(Point placement records)
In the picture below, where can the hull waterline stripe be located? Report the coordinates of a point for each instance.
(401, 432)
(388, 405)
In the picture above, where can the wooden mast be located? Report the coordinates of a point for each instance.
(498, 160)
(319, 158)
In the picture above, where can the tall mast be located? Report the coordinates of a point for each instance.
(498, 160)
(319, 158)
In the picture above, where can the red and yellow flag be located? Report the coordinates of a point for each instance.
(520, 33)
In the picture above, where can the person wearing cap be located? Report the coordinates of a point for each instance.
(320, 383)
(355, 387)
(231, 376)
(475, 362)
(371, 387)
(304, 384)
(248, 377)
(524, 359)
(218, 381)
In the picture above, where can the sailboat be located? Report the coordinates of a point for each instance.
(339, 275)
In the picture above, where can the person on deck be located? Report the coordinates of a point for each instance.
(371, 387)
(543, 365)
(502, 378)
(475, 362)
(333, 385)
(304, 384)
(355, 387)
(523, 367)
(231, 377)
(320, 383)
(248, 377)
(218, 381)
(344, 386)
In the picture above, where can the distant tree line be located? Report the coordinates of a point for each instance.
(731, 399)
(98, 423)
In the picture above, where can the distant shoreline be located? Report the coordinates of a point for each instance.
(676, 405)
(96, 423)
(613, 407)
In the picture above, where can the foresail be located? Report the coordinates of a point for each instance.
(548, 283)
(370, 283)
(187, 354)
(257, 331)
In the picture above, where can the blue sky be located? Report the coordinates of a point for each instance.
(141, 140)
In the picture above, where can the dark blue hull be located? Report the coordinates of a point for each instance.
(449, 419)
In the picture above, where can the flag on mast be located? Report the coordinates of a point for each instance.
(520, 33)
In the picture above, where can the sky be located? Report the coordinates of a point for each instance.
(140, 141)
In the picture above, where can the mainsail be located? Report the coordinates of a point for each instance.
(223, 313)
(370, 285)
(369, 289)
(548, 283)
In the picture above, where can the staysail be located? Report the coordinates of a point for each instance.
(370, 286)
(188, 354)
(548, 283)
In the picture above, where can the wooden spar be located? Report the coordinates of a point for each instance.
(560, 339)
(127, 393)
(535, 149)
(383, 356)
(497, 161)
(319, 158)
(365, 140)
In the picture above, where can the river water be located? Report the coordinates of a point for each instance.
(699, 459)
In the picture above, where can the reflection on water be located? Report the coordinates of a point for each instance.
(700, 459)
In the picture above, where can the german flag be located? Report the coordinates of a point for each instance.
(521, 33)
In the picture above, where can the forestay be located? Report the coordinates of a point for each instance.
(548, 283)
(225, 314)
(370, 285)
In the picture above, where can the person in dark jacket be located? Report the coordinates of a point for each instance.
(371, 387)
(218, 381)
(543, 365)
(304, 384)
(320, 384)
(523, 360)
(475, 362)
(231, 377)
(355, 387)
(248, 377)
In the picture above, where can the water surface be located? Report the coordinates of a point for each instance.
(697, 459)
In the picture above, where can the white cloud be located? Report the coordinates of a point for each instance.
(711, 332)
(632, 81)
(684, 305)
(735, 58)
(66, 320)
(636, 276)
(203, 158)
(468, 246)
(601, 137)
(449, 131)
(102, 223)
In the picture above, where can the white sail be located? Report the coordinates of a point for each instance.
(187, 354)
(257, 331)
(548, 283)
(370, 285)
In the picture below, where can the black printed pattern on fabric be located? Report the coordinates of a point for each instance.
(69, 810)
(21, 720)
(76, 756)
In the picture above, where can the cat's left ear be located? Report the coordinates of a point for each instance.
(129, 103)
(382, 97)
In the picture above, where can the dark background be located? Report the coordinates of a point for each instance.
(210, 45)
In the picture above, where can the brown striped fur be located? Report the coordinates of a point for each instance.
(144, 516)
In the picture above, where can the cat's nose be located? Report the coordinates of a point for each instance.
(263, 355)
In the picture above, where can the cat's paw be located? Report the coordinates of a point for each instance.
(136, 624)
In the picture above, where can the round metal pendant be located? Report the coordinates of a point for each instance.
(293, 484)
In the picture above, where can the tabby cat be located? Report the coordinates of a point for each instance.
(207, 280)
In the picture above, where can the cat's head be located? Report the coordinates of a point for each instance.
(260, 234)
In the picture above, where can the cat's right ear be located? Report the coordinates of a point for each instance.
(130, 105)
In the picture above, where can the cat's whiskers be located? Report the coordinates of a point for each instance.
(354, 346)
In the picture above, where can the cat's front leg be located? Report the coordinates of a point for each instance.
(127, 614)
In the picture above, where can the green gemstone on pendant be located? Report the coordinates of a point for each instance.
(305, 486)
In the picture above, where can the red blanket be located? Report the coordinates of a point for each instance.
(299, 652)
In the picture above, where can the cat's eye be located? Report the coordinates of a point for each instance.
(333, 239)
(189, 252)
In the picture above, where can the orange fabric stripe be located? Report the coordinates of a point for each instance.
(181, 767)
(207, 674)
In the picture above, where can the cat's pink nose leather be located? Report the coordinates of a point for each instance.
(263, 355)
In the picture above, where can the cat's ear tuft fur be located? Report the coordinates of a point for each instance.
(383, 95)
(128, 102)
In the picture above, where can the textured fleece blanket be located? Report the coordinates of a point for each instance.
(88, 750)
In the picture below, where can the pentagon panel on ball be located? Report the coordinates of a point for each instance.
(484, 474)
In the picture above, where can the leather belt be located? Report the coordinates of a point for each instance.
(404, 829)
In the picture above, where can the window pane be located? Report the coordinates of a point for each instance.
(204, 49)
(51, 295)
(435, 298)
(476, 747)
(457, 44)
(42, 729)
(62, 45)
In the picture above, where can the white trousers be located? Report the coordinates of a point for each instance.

**Short exercise:** Everything from the line containing "In the picture above, where can the round" through the last line of the records must be given again exactly; leave out all other lines.

**Solved problem:**
In the picture above, where can the round metal pendant be located? Report the coordinates of a point for each instance.
(293, 484)
In the picture above, where can the tabby cat be located? Report the coordinates of a point for each instance.
(207, 280)
In the picture above, where can the cat's head be located? Report the coordinates of a point for each instance.
(260, 234)
In the picture above, where can the cat's right ear be located? Report the coordinates of a point for each instance.
(130, 105)
In the picture above, where can the cat's whiskers be located? Report the coordinates of a point for each instance.
(354, 346)
In the picture above, where can the cat's front leg be located? Report the coordinates of a point for each instance.
(127, 614)
In the picture above, where can the green gemstone on pendant be located? Report the coordinates of a point for each instance.
(305, 486)
In the picture above, where can the red blanket be located? Report the coordinates of a point for each instance.
(299, 652)
In the picture above, where can the cat's eye be located? Report the coordinates of a point for each instance.
(333, 239)
(189, 252)
In the picture above, where can the orange fabric stripe be located? Report the coordinates of a point for each instance.
(181, 767)
(207, 674)
In the picture above, where can the cat's pink nose leather be located? Report the coordinates of a point for each instance.
(263, 355)
In the picture above, where can the cat's ear tuft fur be located? Report the coordinates of a point for each instance.
(383, 95)
(128, 102)
In the picture above, where can the textured fleece blanket be located? Report the coordinates of a point for each instance.
(88, 750)
In the picture below, where can the pentagon panel on ball be located? Report the coordinates of a point for each instance.
(484, 474)
In the picture above, where can the leather belt be located? Report the coordinates of a point for each instance.
(404, 829)
In the picture above, where can the window pane be located? Report the coordinates of a point for each instance.
(204, 49)
(51, 295)
(435, 298)
(476, 747)
(457, 44)
(42, 729)
(62, 45)
In the picture above, where can the white trousers be located? Report the coordinates of a point for each instance.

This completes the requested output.